CO ZROBIĆ
Przepisz rekordy od wiersza zawierającego „of the night” aż do końca, włącznie z oboma krańcami, zamieniając „Target” na „Object”. Resztę zostaw bez zmian.

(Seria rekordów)

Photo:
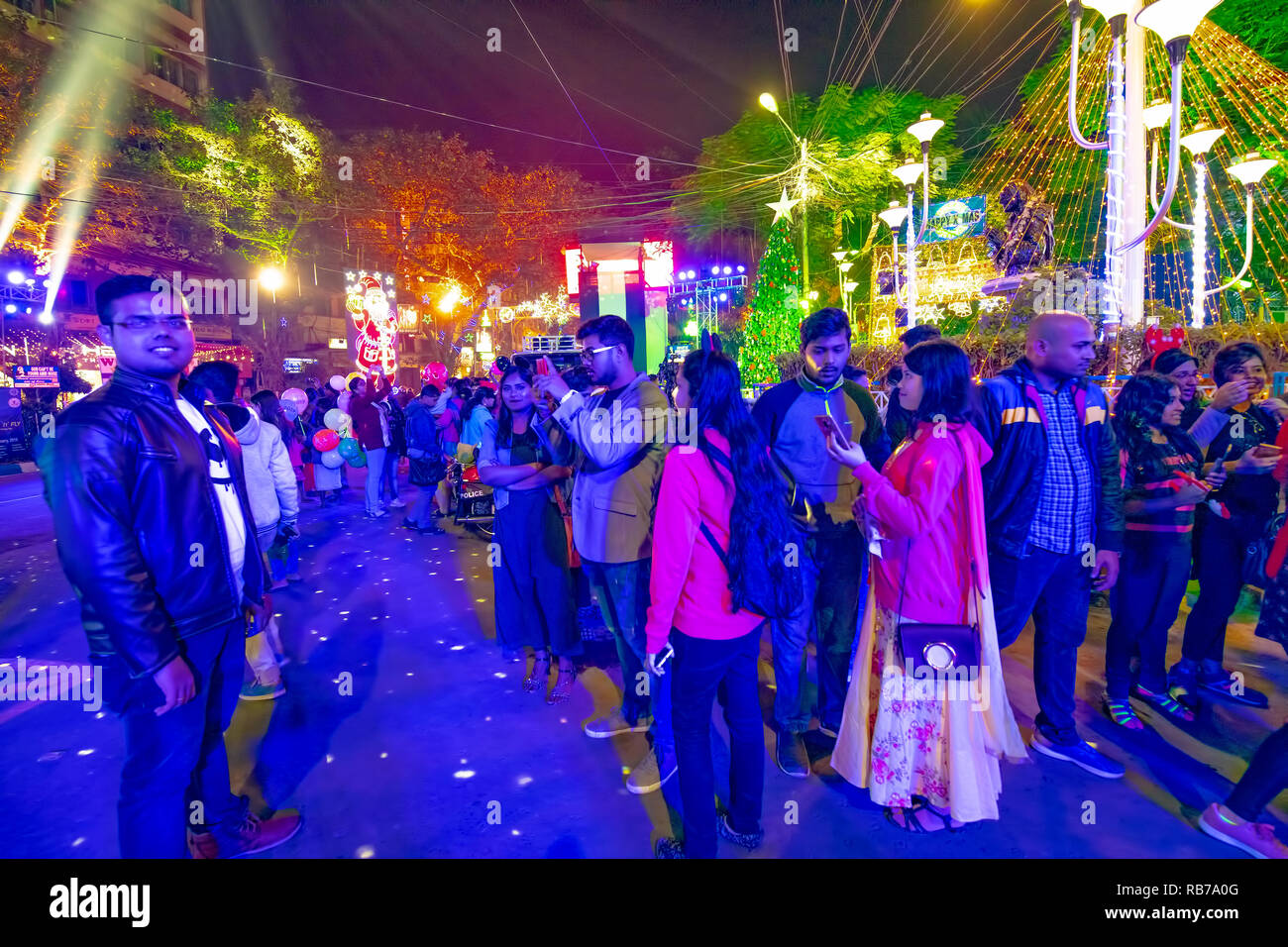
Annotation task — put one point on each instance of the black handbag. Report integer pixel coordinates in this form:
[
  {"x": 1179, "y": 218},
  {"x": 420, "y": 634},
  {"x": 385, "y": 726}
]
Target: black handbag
[
  {"x": 1256, "y": 554},
  {"x": 944, "y": 648},
  {"x": 426, "y": 472}
]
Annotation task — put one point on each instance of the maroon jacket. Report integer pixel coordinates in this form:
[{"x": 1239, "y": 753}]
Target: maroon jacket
[{"x": 366, "y": 415}]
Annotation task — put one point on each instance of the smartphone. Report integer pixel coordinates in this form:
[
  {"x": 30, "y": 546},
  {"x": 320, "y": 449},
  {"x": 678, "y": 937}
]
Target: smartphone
[
  {"x": 828, "y": 425},
  {"x": 666, "y": 655}
]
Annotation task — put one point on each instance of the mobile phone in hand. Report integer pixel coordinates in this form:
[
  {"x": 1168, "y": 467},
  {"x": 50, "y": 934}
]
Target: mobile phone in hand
[{"x": 827, "y": 424}]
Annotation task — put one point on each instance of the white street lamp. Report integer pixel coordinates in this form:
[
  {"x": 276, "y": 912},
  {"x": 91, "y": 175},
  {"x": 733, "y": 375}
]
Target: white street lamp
[
  {"x": 1175, "y": 21},
  {"x": 771, "y": 105},
  {"x": 893, "y": 217},
  {"x": 1248, "y": 171}
]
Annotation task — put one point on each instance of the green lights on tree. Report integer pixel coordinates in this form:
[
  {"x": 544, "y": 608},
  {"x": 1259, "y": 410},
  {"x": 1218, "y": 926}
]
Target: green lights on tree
[{"x": 773, "y": 324}]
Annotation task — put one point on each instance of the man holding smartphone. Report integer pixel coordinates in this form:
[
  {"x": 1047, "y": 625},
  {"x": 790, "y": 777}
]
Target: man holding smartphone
[
  {"x": 613, "y": 500},
  {"x": 832, "y": 549}
]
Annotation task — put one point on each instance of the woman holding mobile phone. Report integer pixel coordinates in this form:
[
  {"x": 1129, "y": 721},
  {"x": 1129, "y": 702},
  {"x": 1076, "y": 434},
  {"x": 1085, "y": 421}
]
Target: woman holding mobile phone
[
  {"x": 719, "y": 506},
  {"x": 928, "y": 755},
  {"x": 523, "y": 458}
]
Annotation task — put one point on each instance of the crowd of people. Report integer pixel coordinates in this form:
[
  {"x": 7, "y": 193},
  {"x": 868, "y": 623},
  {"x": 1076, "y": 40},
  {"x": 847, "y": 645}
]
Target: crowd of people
[{"x": 911, "y": 547}]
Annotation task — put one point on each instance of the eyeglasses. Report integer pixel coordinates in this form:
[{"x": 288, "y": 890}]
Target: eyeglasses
[{"x": 140, "y": 324}]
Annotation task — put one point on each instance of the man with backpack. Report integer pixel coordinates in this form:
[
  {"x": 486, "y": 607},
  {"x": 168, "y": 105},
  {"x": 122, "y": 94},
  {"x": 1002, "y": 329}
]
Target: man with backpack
[{"x": 832, "y": 549}]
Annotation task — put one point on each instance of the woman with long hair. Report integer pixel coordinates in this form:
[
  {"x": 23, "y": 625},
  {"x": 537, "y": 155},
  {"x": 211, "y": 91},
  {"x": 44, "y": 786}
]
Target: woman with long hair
[
  {"x": 478, "y": 411},
  {"x": 1202, "y": 419},
  {"x": 1162, "y": 483},
  {"x": 925, "y": 738},
  {"x": 719, "y": 531},
  {"x": 524, "y": 460},
  {"x": 1247, "y": 499}
]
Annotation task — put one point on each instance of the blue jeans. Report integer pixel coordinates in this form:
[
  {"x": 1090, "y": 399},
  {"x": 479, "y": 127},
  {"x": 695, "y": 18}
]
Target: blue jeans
[
  {"x": 1055, "y": 589},
  {"x": 831, "y": 567},
  {"x": 702, "y": 671},
  {"x": 621, "y": 589},
  {"x": 1155, "y": 567},
  {"x": 1220, "y": 558},
  {"x": 178, "y": 759},
  {"x": 375, "y": 467}
]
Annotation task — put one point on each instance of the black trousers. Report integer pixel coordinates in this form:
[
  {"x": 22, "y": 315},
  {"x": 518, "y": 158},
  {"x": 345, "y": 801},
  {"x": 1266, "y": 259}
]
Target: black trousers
[{"x": 1266, "y": 777}]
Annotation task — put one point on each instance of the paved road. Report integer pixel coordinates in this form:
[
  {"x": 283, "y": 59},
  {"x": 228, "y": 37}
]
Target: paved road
[{"x": 439, "y": 753}]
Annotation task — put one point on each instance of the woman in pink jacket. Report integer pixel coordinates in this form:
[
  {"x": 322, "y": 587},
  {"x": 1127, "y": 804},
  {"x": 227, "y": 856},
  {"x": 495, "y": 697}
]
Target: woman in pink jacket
[
  {"x": 926, "y": 744},
  {"x": 719, "y": 534}
]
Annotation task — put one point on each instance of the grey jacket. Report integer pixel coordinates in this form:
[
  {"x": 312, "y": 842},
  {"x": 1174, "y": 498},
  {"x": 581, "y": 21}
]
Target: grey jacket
[
  {"x": 269, "y": 475},
  {"x": 614, "y": 488},
  {"x": 550, "y": 434}
]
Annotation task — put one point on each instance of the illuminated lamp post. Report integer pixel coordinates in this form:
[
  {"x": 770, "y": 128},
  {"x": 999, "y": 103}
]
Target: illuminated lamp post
[
  {"x": 907, "y": 172},
  {"x": 1199, "y": 142},
  {"x": 1248, "y": 171},
  {"x": 1173, "y": 21}
]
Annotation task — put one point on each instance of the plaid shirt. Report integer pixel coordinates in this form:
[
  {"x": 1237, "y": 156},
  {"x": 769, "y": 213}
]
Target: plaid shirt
[{"x": 1063, "y": 519}]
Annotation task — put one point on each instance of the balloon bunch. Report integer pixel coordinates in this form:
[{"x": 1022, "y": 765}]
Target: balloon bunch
[{"x": 336, "y": 442}]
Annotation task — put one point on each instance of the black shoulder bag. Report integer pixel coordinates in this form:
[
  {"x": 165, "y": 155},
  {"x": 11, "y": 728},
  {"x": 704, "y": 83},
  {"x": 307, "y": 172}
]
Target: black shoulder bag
[{"x": 941, "y": 647}]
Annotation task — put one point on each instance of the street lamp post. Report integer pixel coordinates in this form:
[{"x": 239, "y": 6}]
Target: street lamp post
[
  {"x": 893, "y": 217},
  {"x": 1198, "y": 144},
  {"x": 907, "y": 172}
]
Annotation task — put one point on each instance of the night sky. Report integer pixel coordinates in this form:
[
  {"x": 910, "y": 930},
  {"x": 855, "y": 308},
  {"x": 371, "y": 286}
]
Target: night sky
[{"x": 649, "y": 77}]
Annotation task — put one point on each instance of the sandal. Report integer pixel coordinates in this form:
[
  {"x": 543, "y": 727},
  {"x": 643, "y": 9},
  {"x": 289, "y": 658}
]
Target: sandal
[
  {"x": 1122, "y": 714},
  {"x": 539, "y": 673},
  {"x": 562, "y": 689},
  {"x": 1166, "y": 703},
  {"x": 911, "y": 823}
]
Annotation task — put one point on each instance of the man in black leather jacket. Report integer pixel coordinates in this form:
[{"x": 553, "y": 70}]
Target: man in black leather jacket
[{"x": 155, "y": 534}]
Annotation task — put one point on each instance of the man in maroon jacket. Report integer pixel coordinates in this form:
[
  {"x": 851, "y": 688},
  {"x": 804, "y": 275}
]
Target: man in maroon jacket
[{"x": 372, "y": 438}]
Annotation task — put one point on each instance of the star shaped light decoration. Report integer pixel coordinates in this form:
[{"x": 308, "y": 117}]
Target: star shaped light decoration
[{"x": 784, "y": 206}]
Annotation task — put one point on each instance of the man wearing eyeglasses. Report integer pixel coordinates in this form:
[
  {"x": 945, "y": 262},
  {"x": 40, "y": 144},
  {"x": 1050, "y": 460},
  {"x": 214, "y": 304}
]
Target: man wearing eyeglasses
[
  {"x": 151, "y": 519},
  {"x": 613, "y": 497}
]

ROZWIĄZANIE ZADANIA
Annotation task — put one point on each instance of the night sky. Report integer pixel coordinates in this form:
[
  {"x": 910, "y": 930},
  {"x": 855, "y": 308},
  {"x": 371, "y": 286}
]
Object: night sky
[{"x": 649, "y": 77}]
Annotation task — put one point on each instance of the sandal. Report integer pixel coordinates in this form:
[
  {"x": 543, "y": 727},
  {"x": 643, "y": 9},
  {"x": 289, "y": 658}
]
Object: sandal
[
  {"x": 1122, "y": 714},
  {"x": 539, "y": 673},
  {"x": 562, "y": 689},
  {"x": 1166, "y": 703},
  {"x": 911, "y": 823}
]
Annotation task — put one point on each instance of the man in black leather jacket. Report integer pixel coordinates in this form:
[{"x": 553, "y": 70}]
Object: man in black leather jacket
[{"x": 155, "y": 534}]
Annotation task — put one point on each instance of the man in maroon jacket. Report integer pixel coordinates in this form:
[
  {"x": 851, "y": 688},
  {"x": 804, "y": 275}
]
Object: man in maroon jacket
[{"x": 372, "y": 438}]
Annotation task — put one point on each instance of the star shaped light decoration. Report integer pixel coordinates in this form:
[{"x": 308, "y": 117}]
Object: star shaped light decoration
[{"x": 784, "y": 206}]
Annotation task — put one point on each instance of the man wearing eyeglasses. Report integer pixel coordinates in this form:
[
  {"x": 945, "y": 262},
  {"x": 40, "y": 144},
  {"x": 1050, "y": 460},
  {"x": 214, "y": 304}
]
Object: man wearing eyeglasses
[
  {"x": 151, "y": 519},
  {"x": 613, "y": 497}
]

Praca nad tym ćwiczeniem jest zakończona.